» **THE INPUT**
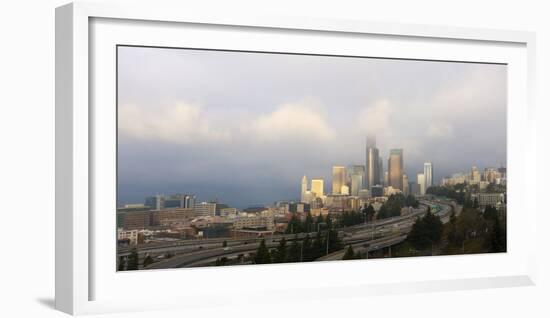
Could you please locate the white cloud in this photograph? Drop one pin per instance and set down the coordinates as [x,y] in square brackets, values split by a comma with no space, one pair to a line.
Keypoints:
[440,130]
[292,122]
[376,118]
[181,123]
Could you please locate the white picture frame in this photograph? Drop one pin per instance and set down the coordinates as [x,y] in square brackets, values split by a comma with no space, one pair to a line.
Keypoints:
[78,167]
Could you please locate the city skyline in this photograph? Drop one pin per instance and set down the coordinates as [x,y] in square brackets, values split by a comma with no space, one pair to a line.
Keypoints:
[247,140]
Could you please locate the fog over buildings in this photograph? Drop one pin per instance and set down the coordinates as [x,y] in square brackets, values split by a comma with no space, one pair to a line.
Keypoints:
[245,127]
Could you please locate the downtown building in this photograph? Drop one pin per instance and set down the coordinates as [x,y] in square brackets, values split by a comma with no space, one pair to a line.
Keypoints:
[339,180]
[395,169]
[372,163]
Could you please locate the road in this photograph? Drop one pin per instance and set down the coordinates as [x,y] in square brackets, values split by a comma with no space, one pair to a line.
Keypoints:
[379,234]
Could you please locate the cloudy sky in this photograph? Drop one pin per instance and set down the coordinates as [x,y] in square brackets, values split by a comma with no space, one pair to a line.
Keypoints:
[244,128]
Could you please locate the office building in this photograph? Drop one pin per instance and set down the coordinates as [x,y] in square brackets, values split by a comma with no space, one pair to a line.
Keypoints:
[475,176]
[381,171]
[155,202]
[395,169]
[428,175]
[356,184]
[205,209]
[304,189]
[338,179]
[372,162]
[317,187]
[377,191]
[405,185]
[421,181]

» **WORK REQUIRED**
Starting with the line that contains "Could you please locate the cloudy" and going on through the end of the material, write out every line again, requests included, and offset each number in the answer coordinates by -68.

» **THE COMPLETED TASK**
Could you please locate the cloudy sky in this photograph? Drop one pin per instance and set down the coordinates as [x,y] in square brackets, values split by a comma with no space, one pair to a line.
Keypoints:
[176,60]
Could you please locate the office building in this photograph? Drop one pin per instance and set down the coordinates as [x,y] in square brackets, values split by a comma with no space, one pair to a line.
Keypoints:
[407,108]
[313,103]
[87,134]
[327,101]
[360,107]
[288,116]
[137,141]
[236,121]
[270,111]
[304,94]
[249,119]
[309,123]
[337,117]
[353,113]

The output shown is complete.